• _DATASET RECORDS_
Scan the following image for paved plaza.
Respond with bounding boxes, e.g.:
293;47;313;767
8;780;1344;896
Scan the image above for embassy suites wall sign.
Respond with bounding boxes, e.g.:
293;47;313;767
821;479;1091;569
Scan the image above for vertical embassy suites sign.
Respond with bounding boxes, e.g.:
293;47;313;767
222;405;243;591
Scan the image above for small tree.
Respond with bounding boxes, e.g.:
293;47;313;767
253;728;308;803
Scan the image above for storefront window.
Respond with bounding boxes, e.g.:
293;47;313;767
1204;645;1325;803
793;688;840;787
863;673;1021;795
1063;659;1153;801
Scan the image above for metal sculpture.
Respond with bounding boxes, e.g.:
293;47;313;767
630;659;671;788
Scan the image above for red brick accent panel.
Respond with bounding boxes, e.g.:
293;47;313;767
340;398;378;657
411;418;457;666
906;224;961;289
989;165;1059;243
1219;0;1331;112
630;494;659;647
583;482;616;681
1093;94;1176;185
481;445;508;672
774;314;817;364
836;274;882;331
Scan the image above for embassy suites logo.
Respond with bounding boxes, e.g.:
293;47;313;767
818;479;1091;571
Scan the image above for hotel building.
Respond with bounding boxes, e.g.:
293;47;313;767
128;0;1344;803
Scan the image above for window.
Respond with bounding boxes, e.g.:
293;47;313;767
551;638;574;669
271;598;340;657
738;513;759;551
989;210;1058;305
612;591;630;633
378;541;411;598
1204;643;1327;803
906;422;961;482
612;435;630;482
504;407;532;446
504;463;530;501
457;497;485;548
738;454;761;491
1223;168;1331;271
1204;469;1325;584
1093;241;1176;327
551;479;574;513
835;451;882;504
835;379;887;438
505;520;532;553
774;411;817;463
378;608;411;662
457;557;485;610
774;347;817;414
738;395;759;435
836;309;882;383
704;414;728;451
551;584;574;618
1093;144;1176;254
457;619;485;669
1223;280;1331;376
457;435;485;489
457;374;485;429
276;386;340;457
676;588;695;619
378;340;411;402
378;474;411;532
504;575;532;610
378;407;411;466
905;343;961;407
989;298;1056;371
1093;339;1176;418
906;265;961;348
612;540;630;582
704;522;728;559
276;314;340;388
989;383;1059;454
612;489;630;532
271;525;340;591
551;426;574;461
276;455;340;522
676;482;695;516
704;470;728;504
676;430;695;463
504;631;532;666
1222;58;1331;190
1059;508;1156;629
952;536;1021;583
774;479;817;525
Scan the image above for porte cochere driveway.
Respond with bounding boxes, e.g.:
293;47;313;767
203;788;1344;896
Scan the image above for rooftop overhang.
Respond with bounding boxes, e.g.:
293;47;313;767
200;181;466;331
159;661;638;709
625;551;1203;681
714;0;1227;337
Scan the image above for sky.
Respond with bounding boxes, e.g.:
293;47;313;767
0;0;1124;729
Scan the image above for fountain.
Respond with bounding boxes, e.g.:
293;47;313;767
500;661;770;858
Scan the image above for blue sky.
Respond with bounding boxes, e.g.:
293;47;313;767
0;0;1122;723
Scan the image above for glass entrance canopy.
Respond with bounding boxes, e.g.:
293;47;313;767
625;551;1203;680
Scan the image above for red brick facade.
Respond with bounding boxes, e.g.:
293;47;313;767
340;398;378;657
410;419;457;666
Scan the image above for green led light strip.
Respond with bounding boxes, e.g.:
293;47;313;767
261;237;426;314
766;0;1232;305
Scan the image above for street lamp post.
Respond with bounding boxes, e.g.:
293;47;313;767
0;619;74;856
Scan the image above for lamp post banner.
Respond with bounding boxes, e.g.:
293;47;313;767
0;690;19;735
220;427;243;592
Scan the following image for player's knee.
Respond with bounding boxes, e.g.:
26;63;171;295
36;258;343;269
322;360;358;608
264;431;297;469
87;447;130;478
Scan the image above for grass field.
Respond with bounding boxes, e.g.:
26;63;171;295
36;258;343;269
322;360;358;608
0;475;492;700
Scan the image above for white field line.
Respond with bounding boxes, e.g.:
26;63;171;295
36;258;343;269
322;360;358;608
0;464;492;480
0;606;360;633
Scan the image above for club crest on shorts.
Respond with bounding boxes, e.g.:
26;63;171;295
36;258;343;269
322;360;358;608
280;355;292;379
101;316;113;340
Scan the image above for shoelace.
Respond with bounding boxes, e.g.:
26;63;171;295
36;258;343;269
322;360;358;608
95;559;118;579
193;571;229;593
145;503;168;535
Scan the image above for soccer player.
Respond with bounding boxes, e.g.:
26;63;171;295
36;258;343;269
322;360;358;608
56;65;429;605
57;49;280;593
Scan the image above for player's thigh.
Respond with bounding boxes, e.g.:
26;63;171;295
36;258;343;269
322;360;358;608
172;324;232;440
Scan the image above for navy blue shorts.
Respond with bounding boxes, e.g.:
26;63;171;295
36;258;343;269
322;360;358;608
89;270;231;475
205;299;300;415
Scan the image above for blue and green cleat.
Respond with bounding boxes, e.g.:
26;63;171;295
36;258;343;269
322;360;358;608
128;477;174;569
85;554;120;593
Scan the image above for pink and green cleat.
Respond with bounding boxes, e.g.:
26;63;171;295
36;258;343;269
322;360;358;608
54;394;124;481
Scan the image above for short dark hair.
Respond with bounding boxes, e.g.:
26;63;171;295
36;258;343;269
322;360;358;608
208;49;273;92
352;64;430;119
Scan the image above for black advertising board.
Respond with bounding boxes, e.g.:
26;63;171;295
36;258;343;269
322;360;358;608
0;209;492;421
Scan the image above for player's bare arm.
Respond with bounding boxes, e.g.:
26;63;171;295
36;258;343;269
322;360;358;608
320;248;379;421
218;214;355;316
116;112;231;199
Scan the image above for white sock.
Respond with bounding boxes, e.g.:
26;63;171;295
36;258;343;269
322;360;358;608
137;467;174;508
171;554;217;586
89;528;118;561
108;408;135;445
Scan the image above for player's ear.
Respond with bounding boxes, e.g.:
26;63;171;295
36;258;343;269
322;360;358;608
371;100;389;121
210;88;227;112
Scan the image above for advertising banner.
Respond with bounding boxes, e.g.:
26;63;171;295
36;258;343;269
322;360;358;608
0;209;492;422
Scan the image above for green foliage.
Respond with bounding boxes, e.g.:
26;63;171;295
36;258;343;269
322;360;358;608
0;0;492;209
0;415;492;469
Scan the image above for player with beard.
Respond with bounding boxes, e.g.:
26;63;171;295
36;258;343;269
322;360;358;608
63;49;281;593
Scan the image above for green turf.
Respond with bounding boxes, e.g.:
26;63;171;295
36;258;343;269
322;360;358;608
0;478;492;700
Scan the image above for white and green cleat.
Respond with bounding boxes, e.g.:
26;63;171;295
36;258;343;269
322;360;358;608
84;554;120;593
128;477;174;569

• _GIVEN EXERCISE_
Can you rewrite all the records above as a numbered list, leaving out blank lines?

• _CORRECT ANSWER_
1. Scan the following image for paved plaza.
2. Respond with bounding boxes, e.g.:
3. 293;47;313;767
4. 8;780;1344;896
5. Scan the image above for embassy suites wall sign.
6. Respond with bounding boxes, e.g.:
7. 293;47;313;767
8. 821;479;1091;569
9. Scan the image above for vertical embassy suites sign.
10. Respond with bounding boxes, e.g.:
11. 293;47;313;767
12. 222;405;243;591
13. Scan the image above for small tree.
14. Respond with bounding boxes, e.g.:
15. 293;47;313;767
16. 253;728;308;803
17. Scan the image above for storefront window.
18. Respond with bounding boxes, e.g.:
19. 293;47;313;767
20. 1204;645;1325;803
21. 793;688;840;787
22. 863;673;1021;795
23. 1063;659;1153;801
24. Scan the image above for metal sculpture.
25. Respond with bounding boxes, e.g.:
26. 293;47;313;767
27. 630;659;671;788
28. Scan the image above for red brick accent panel.
29. Respond with bounding boxes, e.g.:
30. 293;47;313;767
31. 340;398;378;657
32. 411;418;457;666
33. 906;224;961;289
34. 989;165;1059;243
35. 1219;0;1331;112
36. 630;494;659;647
37. 583;482;616;681
38. 1093;94;1176;185
39. 481;445;508;672
40. 774;314;817;364
41. 836;274;882;331
42. Scan the image above for embassy suites logo.
43. Respond with bounding boxes, e.g.:
44. 293;47;313;767
45. 818;479;1091;571
46. Scan the image above for hotel building.
47. Respond with bounding boxes, e.g.:
48. 293;47;313;767
49. 128;0;1344;803
50. Scan the image above for window.
51. Respond with bounding boxes, e.g.:
52. 293;47;313;767
53. 551;638;574;669
54. 271;598;340;657
55. 738;513;759;551
56. 989;210;1058;305
57. 612;591;630;633
58. 378;541;411;598
59. 1204;643;1327;803
60. 906;422;961;482
61. 612;435;630;482
62. 504;407;532;446
63. 504;463;530;501
64. 457;497;485;548
65. 738;454;761;491
66. 1223;168;1331;271
67. 1204;469;1325;584
68. 1093;241;1176;327
69. 551;479;574;513
70. 835;451;882;504
71. 835;379;887;438
72. 505;520;532;553
73. 774;411;817;463
74. 378;608;411;662
75. 457;557;485;610
76. 774;347;817;414
77. 738;395;759;435
78. 836;309;882;383
79. 704;414;728;451
80. 551;584;574;618
81. 1093;144;1176;254
82. 457;619;485;669
83. 1223;280;1331;376
84. 457;435;485;489
85. 457;374;485;429
86. 276;386;340;457
87. 676;588;695;619
88. 378;340;411;402
89. 378;474;411;532
90. 504;575;532;610
91. 378;407;411;466
92. 905;343;961;407
93. 989;298;1056;371
94. 1093;339;1176;418
95. 906;265;961;348
96. 612;540;630;582
97. 704;522;728;559
98. 276;314;340;388
99. 989;383;1059;454
100. 612;489;630;532
101. 271;525;340;591
102. 551;426;574;461
103. 276;455;340;522
104. 676;482;695;516
105. 704;470;728;504
106. 676;430;695;463
107. 504;631;532;666
108. 1222;58;1331;190
109. 1059;508;1156;629
110. 952;536;1021;583
111. 774;479;817;525
112. Scan the image above for porte cochere driveway.
113. Respond with bounding boxes, e.g.:
114. 293;47;313;767
115. 203;788;1344;896
116. Scan the image above for rooftop overhang.
117. Respond with bounding boxes, e.g.:
118. 293;47;313;767
119. 200;181;466;331
120. 159;661;638;709
121. 625;551;1203;681
122. 714;0;1227;337
123. Scan the image above for sky.
124. Respond with bounding boxes, e.g.:
125. 293;47;313;767
126. 0;0;1124;729
127. Scan the image above for fountain.
128. Respond with bounding boxes, e.g.:
129. 293;47;313;767
130. 500;661;770;858
131. Scan the image above for blue sky.
132. Respond with bounding boxes, e.g.:
133. 293;47;313;767
134. 0;0;1122;723
135. Scan the image above for glass entrance canopy.
136. Respond with bounding boxes, e.g.:
137. 293;47;313;767
138. 625;551;1203;680
139. Scan the image above for red brick facade.
140. Respond with bounding boxes, e.g.:
141. 293;47;313;767
142. 340;398;378;657
143. 410;419;457;666
144. Scan the image above for green led light strip.
145. Respond with bounding boxes, e.g.:
146. 293;47;313;767
147. 261;237;426;314
148. 766;0;1232;305
149. Scan the image above for street lamp post.
150. Respond with bounding boxes, e.g.:
151. 293;47;313;767
152. 0;619;74;856
153. Scan the image above for lamp post banner.
154. Respond with bounding boxes, e.g.:
155. 293;47;313;767
156. 0;690;19;735
157. 220;427;243;592
158. Scan the following image for player's knee.
159. Respond with bounding boxes, e.g.:
160. 26;63;171;295
161. 36;258;343;269
162. 322;360;358;608
163. 264;431;297;469
164. 87;447;130;478
165. Scan the image above for grass field.
166. Respond with bounding boxes, e.g.:
167. 26;63;171;295
168. 36;258;343;269
169. 322;360;358;608
170. 0;475;492;700
171. Scan the image above for white field line.
172. Respond with bounding boxes, e.g.:
173. 26;63;171;295
174. 36;258;343;269
175. 322;360;358;608
176. 0;464;492;480
177. 0;606;360;633
178. Scan the image above for club crest on shorts.
179. Respond with bounding boxes, e.g.:
180. 26;63;171;295
181. 36;258;343;269
182. 322;360;358;608
183. 280;355;292;379
184. 101;316;113;340
185. Scan the image above for shoelace.
186. Respond with bounding boxes, e.g.:
187. 26;63;171;295
188. 36;258;343;269
189. 322;360;358;608
190. 95;559;118;579
191. 193;571;229;593
192. 145;503;168;535
193. Scan the image above for soccer player.
194. Respond with bounding boxes, e.g.:
195. 26;63;171;295
196. 36;258;343;269
197. 322;360;358;608
198. 56;65;429;605
199. 57;49;280;593
200. Scan the image above for player's thigh.
201. Respond with bounding boxes, e.g.:
202. 26;63;171;295
203. 36;258;343;269
204. 322;360;358;608
205. 172;324;232;440
206. Scan the image above for navy blue shorts.
207. Respond with bounding boxes, e.g.:
208. 26;63;171;295
209. 36;258;343;269
210. 322;360;358;608
211. 89;270;231;475
212. 205;299;300;415
213. Scan the image above for blue and green cleat.
214. Respond with bounding boxes, e.g.:
215. 26;63;171;295
216. 36;258;343;269
217. 322;360;358;608
218. 128;477;174;569
219. 85;554;120;593
220. Scan the image above for pink and green cleat.
221. Respond with bounding boxes, e.g.:
222. 26;63;171;295
223. 36;258;343;269
224. 322;360;358;608
225. 54;394;124;481
226. Scan the image above for short dark hair.
227. Respond with bounding boxes, e.g.:
228. 26;63;171;295
229. 36;258;343;269
230. 322;360;358;608
231. 208;49;273;92
232. 352;64;430;119
233. Scan the image above for black advertising board.
234. Respond with bounding boxes, e.g.:
235. 26;63;171;295
236. 36;258;343;269
237. 322;360;358;608
238. 0;209;492;421
239. Scan the image above for player's bare arm.
240. Respond with bounding boxes, e.g.:
241. 26;63;171;295
242. 36;258;343;269
243. 322;360;358;608
244. 320;248;379;421
245. 218;214;355;316
246. 116;112;231;199
247. Scan the image above for white sock.
248. Respond with bounding boxes, e.g.:
249. 26;63;171;295
250. 36;258;343;269
251. 322;360;358;608
252. 137;467;174;508
253. 171;554;217;586
254. 89;528;118;561
255. 108;408;135;445
256. Scan the image above for player's ear.
257. Respond with bounding boxes, e.g.:
258. 26;63;171;295
259. 36;258;343;269
260. 322;360;358;608
261. 371;100;389;121
262. 210;88;227;112
263. Scan the image above for advertising banner.
264. Respond with bounding boxes, e.g.:
265. 26;63;171;295
266. 36;258;343;269
267. 322;360;358;608
268. 0;209;492;422
269. Scan the image above for green foliage.
270. Respond with bounding boxes, e.g.:
271. 26;63;171;295
272. 36;258;343;269
273. 322;360;358;608
274. 0;0;492;209
275. 0;415;492;469
276. Scan the image above for player with beard.
277. Respond with bounding boxes, e.g.:
278. 26;63;171;295
279. 36;258;343;269
280. 322;360;358;608
281. 63;49;281;593
282. Scan the image above for green turf.
283. Respond with bounding boxes, e.g.:
284. 26;63;171;295
285. 36;258;343;269
286. 322;360;358;608
287. 0;478;492;700
288. Scan the image above for white and green cleat.
289. Respond with bounding boxes, e.g.:
290. 26;63;171;295
291. 36;258;343;269
292. 322;360;358;608
293. 84;554;120;593
294. 128;477;174;569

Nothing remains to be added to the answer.